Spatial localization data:
☆ ☆ ☆
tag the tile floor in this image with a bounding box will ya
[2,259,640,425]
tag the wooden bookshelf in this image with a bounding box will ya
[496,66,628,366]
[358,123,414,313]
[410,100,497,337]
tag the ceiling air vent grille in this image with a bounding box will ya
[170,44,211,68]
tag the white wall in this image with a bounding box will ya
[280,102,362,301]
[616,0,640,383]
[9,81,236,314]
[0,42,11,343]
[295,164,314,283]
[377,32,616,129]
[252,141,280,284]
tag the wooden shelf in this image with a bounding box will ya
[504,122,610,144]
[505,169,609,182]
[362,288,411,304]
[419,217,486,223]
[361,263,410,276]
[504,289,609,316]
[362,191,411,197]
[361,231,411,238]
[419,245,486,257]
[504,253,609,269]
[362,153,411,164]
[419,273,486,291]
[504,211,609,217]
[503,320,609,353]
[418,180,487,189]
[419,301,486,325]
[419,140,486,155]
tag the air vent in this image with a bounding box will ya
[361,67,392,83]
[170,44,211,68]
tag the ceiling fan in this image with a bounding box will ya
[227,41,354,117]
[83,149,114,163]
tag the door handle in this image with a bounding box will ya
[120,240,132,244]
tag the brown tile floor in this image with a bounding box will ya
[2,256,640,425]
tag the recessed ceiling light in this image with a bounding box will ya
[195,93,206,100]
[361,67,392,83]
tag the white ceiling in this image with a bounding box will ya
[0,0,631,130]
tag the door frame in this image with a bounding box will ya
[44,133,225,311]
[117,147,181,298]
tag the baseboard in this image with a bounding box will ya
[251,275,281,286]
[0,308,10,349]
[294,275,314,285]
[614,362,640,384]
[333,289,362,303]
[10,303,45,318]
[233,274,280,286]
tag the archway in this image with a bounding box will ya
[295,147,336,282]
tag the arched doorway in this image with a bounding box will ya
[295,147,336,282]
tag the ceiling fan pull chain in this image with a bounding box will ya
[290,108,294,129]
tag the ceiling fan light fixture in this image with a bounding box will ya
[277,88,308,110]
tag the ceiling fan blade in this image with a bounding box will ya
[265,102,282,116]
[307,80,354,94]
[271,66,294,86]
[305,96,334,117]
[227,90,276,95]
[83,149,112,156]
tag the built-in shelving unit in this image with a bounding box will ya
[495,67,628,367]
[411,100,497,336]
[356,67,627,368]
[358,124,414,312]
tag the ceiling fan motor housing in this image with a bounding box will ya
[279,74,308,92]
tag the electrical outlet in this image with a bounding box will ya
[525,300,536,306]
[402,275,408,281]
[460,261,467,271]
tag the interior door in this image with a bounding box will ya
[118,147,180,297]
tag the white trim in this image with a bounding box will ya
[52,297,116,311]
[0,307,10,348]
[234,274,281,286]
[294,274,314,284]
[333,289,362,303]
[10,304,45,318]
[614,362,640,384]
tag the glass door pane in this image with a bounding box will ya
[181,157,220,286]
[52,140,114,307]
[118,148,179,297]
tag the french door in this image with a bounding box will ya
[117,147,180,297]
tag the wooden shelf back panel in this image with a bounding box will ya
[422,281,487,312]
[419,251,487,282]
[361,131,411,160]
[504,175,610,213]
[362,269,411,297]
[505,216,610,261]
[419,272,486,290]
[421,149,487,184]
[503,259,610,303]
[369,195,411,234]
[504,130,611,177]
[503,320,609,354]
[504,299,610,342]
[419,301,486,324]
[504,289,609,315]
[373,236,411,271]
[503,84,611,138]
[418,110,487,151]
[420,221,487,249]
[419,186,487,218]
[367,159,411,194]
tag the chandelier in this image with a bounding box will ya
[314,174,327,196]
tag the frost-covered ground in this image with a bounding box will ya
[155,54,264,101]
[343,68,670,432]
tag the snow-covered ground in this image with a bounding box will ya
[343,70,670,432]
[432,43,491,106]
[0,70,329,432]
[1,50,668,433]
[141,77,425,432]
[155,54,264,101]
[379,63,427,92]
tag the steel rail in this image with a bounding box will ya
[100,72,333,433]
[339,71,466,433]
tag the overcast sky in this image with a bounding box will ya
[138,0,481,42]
☆ ☆ ☆
#### [WHAT IS BEING ASKED]
Reproduce the entries in full, exactly as written.

#### [ANSWER FOR THIS EXERCISE]
tag the tile floor in this image with a bounding box will ya
[2,259,640,425]
tag the wooden bookshelf in this image with a bounding box will ya
[496,66,628,366]
[358,123,414,313]
[410,100,497,337]
tag the ceiling air vent grille in this image with a bounding box will ya
[170,44,211,68]
tag the white wall in this image with a bounding box will ya
[280,102,362,301]
[616,0,640,383]
[9,81,236,314]
[0,42,11,343]
[295,164,314,283]
[377,32,616,129]
[252,141,280,284]
tag the wooden shelf in this image with a bounding box will ya
[504,122,610,144]
[505,169,609,182]
[362,288,411,304]
[419,217,486,223]
[361,263,410,276]
[504,289,609,316]
[362,191,411,197]
[361,231,411,238]
[419,245,486,257]
[504,253,609,269]
[362,153,411,164]
[419,273,486,291]
[504,211,609,217]
[503,320,609,353]
[418,180,487,189]
[419,301,486,325]
[419,140,486,155]
tag the air vent in this image with a bounding box will ya
[361,67,392,83]
[170,44,211,68]
tag the ceiling fan in this image with a bounding box will ya
[227,41,354,117]
[83,149,114,163]
tag the door handle in this image with a bounding box will ya
[120,240,132,244]
tag the brown tile floor in this image with a bounding box will ya
[2,256,640,425]
tag the recessed ceiling light in this image with a bounding box will ya
[195,93,206,100]
[361,67,392,83]
tag the white ceiling in this image with a bounding box will ya
[0,0,631,130]
tag the door frame in this image with a bounding box will ya
[44,133,225,311]
[117,147,181,298]
tag the baseboard in this image with a bounding box will ya
[251,275,281,286]
[0,308,10,349]
[294,275,314,285]
[614,362,640,384]
[333,289,362,303]
[10,303,45,318]
[233,274,280,286]
tag the archway in this image with a bounding box will ya
[295,147,336,282]
tag the arched doorway in this image with a bounding box will ya
[295,147,336,282]
tag the ceiling fan pull chain in this image with a bounding box will ya
[290,108,294,129]
tag the ceiling fan light fixture in this image with a bounding box will ya
[277,88,308,110]
tag the ceiling fan blade in this image with a bounding box will ya
[265,102,282,116]
[307,80,354,94]
[271,66,294,86]
[305,96,334,117]
[227,90,276,95]
[83,149,112,156]
tag the built-in shelving unit in this image with a bounding box will ya
[495,67,628,367]
[411,100,497,336]
[356,67,627,368]
[358,124,414,312]
tag the ceiling fan motor housing in this image with a bounding box will ya
[279,74,308,92]
tag the electrical outlet in this image with a bounding box will ya
[525,300,536,306]
[402,275,408,281]
[460,261,467,271]
tag the interior door in this image with a bounding box will ya
[118,147,180,297]
tag the white trim in this image with a bounding box will ya
[52,297,116,311]
[0,307,10,348]
[234,274,281,286]
[294,274,314,284]
[333,289,362,303]
[10,304,45,318]
[614,362,640,384]
tag the glass door pane in this image with a bounding box will ya
[181,157,220,286]
[52,140,114,307]
[118,148,179,297]
tag the french door in this image with a bounding box will ya
[117,147,180,297]
tag the wooden shelf back panel in this image with a bounding box will ya
[422,281,487,312]
[419,251,487,282]
[361,131,411,160]
[504,175,610,213]
[362,269,411,297]
[505,216,610,261]
[419,272,486,290]
[421,149,487,184]
[503,259,610,303]
[369,195,411,234]
[504,130,611,177]
[503,320,609,354]
[504,299,610,342]
[419,301,486,324]
[504,289,609,315]
[373,236,411,271]
[503,84,611,138]
[418,110,487,151]
[420,221,487,249]
[419,186,487,218]
[367,159,411,194]
tag the chandelier in this image with a bounding box will ya
[314,174,327,196]
tag the frost-covered ground in this image with a bounding box will ya
[155,54,264,101]
[343,68,670,432]
tag the snow-covered ground in this image with a bounding box will ya
[343,70,670,432]
[432,43,491,106]
[0,70,329,432]
[1,50,668,433]
[141,77,425,432]
[155,54,264,101]
[379,63,427,92]
tag the steel rail in this image with a bounding box will ya
[100,72,333,433]
[339,71,466,433]
tag the overcast sky in this image with a bounding box will ya
[138,0,481,42]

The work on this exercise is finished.